**RECORDS SHOWN:**
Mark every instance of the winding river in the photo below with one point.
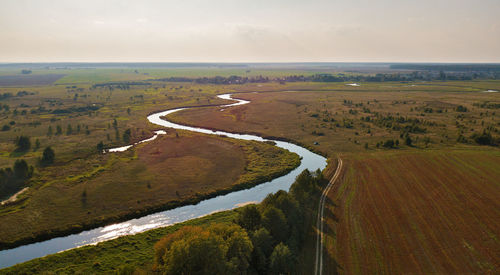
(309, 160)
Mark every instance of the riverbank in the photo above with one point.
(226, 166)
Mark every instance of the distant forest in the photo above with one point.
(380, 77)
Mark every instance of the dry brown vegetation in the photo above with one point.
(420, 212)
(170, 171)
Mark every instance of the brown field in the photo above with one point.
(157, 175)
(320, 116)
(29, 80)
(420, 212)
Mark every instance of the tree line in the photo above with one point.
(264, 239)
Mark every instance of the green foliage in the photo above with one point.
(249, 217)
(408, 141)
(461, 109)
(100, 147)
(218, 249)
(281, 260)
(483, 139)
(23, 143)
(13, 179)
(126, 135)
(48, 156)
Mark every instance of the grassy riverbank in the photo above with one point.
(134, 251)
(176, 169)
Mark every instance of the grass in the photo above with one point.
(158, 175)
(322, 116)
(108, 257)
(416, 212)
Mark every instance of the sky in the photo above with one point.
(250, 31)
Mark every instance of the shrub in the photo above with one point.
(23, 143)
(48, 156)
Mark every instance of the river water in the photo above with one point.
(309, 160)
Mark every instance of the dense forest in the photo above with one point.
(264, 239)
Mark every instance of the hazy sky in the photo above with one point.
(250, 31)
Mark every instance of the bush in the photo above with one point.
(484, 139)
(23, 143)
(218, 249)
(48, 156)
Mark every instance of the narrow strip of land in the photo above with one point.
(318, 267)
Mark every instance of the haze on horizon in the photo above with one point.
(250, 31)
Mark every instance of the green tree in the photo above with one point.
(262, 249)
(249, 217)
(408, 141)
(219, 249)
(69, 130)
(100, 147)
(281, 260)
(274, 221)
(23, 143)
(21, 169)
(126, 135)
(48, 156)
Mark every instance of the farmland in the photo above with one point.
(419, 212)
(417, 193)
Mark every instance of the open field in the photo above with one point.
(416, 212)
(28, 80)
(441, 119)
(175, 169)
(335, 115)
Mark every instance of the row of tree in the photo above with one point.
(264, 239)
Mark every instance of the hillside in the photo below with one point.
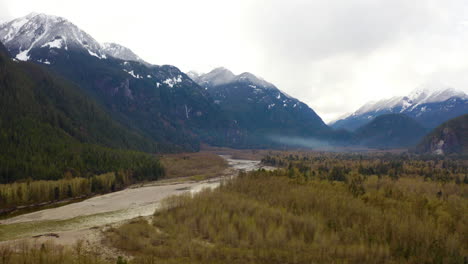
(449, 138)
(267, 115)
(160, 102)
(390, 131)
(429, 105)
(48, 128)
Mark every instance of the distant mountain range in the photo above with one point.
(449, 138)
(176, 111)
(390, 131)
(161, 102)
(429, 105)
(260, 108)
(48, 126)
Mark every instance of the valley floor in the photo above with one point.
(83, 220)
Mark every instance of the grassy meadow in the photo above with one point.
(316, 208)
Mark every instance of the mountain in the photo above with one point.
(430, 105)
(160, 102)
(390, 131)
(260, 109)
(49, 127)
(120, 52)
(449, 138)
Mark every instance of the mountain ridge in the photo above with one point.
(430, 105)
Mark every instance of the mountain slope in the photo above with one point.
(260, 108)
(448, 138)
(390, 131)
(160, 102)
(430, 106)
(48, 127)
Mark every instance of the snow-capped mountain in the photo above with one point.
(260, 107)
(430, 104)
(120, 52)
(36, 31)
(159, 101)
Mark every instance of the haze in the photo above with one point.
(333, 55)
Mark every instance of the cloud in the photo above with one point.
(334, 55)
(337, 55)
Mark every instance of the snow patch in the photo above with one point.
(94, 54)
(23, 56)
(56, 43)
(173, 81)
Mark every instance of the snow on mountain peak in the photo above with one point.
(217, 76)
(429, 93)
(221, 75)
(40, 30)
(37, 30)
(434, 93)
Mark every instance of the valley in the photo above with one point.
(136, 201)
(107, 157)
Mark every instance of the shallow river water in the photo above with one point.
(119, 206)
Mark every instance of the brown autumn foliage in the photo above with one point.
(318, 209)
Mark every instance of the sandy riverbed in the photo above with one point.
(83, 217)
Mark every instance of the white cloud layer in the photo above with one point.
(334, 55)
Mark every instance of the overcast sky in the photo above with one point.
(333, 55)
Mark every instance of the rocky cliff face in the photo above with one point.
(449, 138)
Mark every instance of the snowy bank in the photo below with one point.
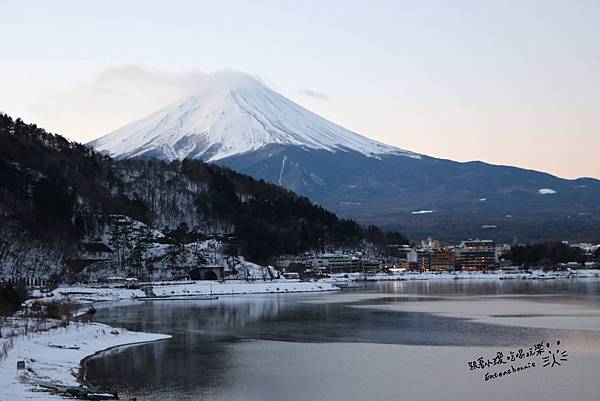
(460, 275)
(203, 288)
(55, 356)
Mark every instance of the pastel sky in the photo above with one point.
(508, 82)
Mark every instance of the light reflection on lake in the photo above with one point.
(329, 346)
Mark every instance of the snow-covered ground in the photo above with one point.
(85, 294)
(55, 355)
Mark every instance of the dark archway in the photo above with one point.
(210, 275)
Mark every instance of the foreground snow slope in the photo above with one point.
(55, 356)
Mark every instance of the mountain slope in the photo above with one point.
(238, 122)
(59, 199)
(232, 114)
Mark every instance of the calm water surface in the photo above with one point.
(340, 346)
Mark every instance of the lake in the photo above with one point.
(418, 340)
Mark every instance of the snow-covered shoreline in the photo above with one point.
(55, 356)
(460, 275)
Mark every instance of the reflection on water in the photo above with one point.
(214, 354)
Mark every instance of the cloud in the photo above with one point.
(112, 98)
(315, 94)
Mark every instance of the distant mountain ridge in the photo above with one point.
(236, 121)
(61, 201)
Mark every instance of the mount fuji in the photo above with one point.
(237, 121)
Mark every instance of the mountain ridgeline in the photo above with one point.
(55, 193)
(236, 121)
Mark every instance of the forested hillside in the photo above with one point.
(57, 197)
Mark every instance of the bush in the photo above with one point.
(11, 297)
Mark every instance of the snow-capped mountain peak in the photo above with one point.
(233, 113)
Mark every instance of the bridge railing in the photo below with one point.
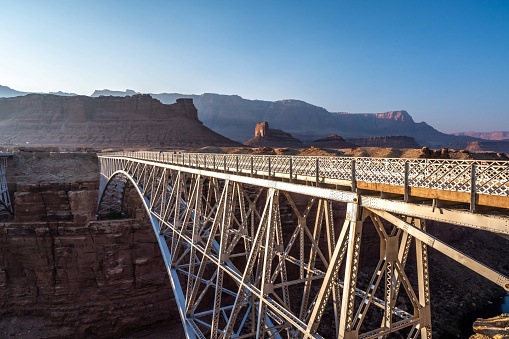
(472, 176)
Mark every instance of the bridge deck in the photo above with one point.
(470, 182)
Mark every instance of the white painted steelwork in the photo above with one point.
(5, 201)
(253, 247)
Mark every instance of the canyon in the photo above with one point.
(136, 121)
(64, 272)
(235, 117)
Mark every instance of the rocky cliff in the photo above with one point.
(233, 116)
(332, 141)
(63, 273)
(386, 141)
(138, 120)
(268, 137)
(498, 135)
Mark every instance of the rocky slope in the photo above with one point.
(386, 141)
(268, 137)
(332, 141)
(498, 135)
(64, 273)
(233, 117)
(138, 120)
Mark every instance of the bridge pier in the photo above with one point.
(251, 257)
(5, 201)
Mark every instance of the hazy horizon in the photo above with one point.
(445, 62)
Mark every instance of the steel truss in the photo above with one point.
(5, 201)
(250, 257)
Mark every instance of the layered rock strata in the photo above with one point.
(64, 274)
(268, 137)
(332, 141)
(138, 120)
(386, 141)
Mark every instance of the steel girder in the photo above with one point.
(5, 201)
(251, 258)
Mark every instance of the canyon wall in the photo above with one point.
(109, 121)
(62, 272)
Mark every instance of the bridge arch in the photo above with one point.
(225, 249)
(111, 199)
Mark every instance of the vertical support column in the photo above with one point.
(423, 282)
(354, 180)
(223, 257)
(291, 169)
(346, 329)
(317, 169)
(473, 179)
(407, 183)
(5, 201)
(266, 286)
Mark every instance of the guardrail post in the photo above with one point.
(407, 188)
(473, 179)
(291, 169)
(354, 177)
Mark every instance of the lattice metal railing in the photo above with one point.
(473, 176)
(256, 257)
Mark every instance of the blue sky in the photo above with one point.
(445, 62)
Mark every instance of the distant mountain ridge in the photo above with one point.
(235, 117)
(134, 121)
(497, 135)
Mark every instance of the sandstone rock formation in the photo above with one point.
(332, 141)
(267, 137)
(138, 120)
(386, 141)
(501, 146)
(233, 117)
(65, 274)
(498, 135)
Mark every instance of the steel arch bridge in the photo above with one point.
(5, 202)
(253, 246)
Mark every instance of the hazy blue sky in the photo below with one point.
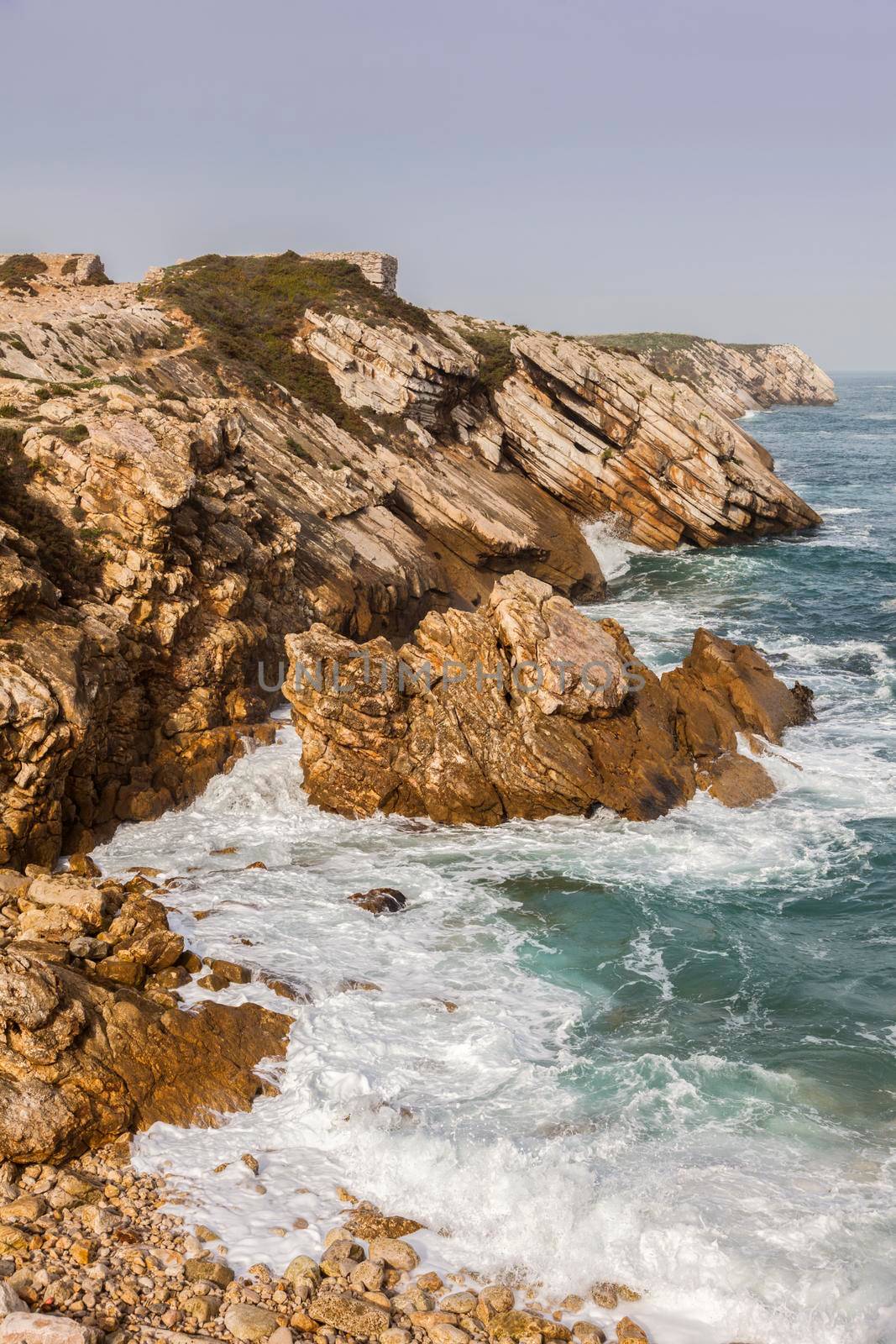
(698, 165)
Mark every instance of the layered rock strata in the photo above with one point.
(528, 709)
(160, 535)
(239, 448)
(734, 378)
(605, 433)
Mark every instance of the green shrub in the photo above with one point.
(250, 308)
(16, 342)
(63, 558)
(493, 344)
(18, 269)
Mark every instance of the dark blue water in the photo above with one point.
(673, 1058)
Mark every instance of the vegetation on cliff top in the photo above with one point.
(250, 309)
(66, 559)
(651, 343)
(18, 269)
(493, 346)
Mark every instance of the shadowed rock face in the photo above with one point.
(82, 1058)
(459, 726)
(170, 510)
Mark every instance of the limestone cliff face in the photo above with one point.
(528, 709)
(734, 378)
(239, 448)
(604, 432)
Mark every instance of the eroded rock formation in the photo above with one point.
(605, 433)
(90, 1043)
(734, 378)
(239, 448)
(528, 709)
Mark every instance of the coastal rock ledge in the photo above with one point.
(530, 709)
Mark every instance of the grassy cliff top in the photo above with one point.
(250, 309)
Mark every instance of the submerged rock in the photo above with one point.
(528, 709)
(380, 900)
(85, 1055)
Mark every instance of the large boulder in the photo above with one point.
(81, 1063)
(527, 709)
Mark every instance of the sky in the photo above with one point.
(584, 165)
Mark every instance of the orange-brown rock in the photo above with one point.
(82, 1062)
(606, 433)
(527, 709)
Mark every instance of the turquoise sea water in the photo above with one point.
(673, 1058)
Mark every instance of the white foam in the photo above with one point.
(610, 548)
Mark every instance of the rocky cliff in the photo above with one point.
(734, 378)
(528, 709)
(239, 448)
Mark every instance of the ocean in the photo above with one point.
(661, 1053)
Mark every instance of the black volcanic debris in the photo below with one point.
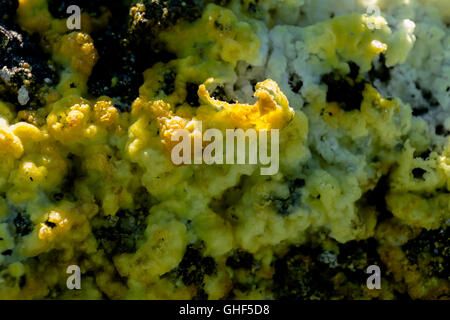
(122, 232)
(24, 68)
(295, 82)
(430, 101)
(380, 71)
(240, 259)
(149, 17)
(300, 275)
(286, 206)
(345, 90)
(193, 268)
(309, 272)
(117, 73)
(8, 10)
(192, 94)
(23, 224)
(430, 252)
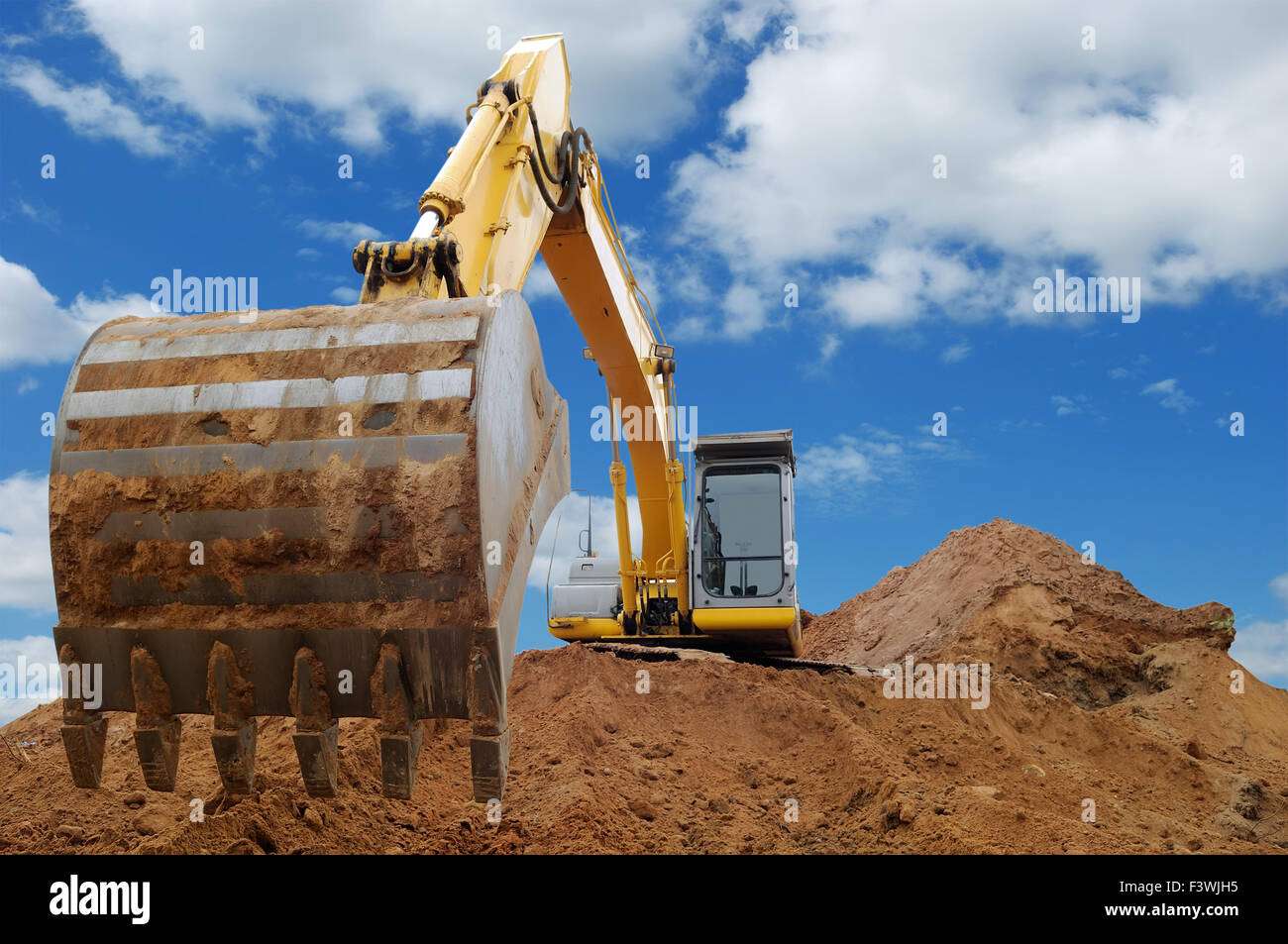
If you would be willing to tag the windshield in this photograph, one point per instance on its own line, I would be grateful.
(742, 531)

**WORK TASK:** Transcribe nothing but the lines from the one containing "Mark every instance of the turquoise" through the final line of the records, exactly as written and without pictures.

**TASK SOLUTION:**
Mark every instance of the turquoise sea water in the photo above with one point.
(673, 1058)
Mark every instance of the white foam in the photo above with one point.
(610, 548)
Mark every instance of the rocky cliff in the photo above with one point.
(734, 378)
(528, 709)
(239, 448)
Mark every instance of the ocean in the photo above with one point.
(661, 1053)
Mark every instance of the black volcanic debris in the photo below with one point.
(122, 232)
(24, 68)
(295, 82)
(430, 101)
(380, 71)
(240, 259)
(149, 17)
(300, 275)
(286, 206)
(345, 90)
(193, 268)
(309, 272)
(117, 73)
(8, 10)
(192, 94)
(23, 224)
(430, 252)
If you would be willing to tag the windshield in this photograph, one point per instance on its own line, I would be grateful.
(742, 531)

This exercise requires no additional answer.